Jobs
a - Name every person mentioned by name in the Vichy 80 passage.
b - Please rewrite the records as a two-column CSV with the columns "target" and "boxes", one row for each request, with each value in a single quoted field and line breaks replaced by spaces. Include only the records from the line containing "What to find: long brown hair" through the line containing "[0,0,500,239]", with both of those lines included.

Source excerpt
........

The Vichy 80
The Vichy 80 were a group of elected French parliamentarians who, on 10 July 1940, voted against the constitutional change that effectively dissolved the Third Republic and established the authoritarian regime of Philippe Pétain now referred to as Vichy France.
Nazi Germany invaded France on 14 May 1940, and Paris fell a month later. Prime Minister Paul Reynaud was opposed to asking for armistice terms, and upon losing the cabinet vote, resigned. President Albert Lebrun appointed Marshal Philippe Pétain as his replacement. France capitulated on 22 June 1940. Under the terms of the armistice, the northern and Atlantic coast region of France was to be militarily occupied by Germany. The remainder would remain unoccupied, with the French Government remaining at Vichy, remaining responsible for all civil government in France, occupied and unoccupied.
Pétain began a revision of the constitution of the discredited Third Republic. This process was completed with a vote of the combined houses of the parliament on 10 July 1940. The result was a constitutional amendment that created the new French government. The eighty deputies and senators who opposed the change are referred to as the Vichy 80 (French: "les quatre-vingts"), and they are now famous for their decision to oppose the vote.

........

Information given
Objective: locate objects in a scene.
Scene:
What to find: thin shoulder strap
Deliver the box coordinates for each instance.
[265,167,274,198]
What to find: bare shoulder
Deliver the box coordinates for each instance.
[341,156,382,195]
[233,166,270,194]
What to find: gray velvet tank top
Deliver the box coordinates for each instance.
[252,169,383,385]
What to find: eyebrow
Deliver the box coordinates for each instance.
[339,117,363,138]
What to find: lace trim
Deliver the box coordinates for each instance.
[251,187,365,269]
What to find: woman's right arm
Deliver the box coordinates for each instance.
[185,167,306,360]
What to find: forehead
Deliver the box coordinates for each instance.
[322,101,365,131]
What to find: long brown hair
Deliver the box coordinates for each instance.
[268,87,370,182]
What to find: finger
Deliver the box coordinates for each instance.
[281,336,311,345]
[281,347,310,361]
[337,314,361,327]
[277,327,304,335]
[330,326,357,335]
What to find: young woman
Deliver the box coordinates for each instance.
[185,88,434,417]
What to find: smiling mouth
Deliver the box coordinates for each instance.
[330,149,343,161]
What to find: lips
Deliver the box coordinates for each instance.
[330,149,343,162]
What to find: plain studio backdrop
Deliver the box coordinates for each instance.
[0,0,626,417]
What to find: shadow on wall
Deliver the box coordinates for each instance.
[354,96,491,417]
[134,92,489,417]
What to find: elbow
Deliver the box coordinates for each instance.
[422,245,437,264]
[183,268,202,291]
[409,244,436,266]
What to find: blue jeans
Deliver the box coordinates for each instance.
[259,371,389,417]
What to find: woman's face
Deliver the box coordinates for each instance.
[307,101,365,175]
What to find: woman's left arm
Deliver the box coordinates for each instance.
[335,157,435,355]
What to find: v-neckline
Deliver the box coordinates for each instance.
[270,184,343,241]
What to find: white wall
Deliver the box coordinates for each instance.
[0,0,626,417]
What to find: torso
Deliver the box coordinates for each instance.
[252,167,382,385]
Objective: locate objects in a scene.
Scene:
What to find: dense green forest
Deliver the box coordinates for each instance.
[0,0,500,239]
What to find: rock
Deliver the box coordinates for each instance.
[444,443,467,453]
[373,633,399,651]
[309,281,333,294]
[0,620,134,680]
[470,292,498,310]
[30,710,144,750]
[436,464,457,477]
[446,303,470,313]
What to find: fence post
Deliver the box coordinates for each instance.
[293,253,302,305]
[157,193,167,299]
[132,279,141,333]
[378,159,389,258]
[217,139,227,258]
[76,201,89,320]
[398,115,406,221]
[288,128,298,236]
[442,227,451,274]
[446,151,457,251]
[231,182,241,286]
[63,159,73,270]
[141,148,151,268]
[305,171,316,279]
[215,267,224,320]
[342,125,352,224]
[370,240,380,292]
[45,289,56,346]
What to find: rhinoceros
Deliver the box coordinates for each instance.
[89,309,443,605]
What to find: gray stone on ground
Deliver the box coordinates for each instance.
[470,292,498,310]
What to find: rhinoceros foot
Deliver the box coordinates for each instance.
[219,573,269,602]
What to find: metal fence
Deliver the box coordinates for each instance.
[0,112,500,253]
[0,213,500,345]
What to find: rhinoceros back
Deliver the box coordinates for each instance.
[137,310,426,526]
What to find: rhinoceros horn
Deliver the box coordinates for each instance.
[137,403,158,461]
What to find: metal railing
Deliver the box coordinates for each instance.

........

Response list
a - Philippe Pétain, Paul Reynaud, Albert Lebrun

b -
target,boxes
"What to find: long brown hair Deliver the box coordinates for each instance.","[268,87,370,182]"
"What to find: finger Deliver the box coordinates for each instance.","[281,336,311,345] [281,347,310,361] [337,314,361,327] [277,327,304,335] [330,326,357,335]"
"What to find: young woman Deliver the box coordinates for each instance.","[185,88,434,417]"
"What to find: smiling mouth Deliver the box coordinates for each instance.","[330,149,343,161]"
"What to find: lips Deliver the box coordinates for each instance.","[330,149,343,162]"
"What to find: plain studio backdrop Deliver the box coordinates for each instance.","[0,0,626,417]"
"What to find: shadow on wall Deliver the box coordinates for each instance.","[354,96,491,417] [134,92,489,417]"
"What to find: elbow Deliver the box coordinates for each instance.","[422,245,437,264] [183,268,202,291] [409,244,436,266]"
"What to find: blue jeans Deliver the box coordinates for each instance.","[259,371,389,417]"
"What to find: woman's face Deliver the box coordinates for each instance.","[307,101,365,175]"
"What to find: woman's left arm Deliver the box coordinates for each instance.","[335,157,435,355]"
"What to find: v-neckline Deliver the box coordinates for each instance.","[270,184,343,241]"
"What to find: white wall Deliver the box coordinates for each instance.","[0,0,626,417]"
"What to find: torso Deliver the box coordinates for each instance.","[252,167,382,385]"
"Objective: locate objects in a scene. Scene: What to find: dense green forest Deliver the box coordinates for each instance.","[0,0,500,239]"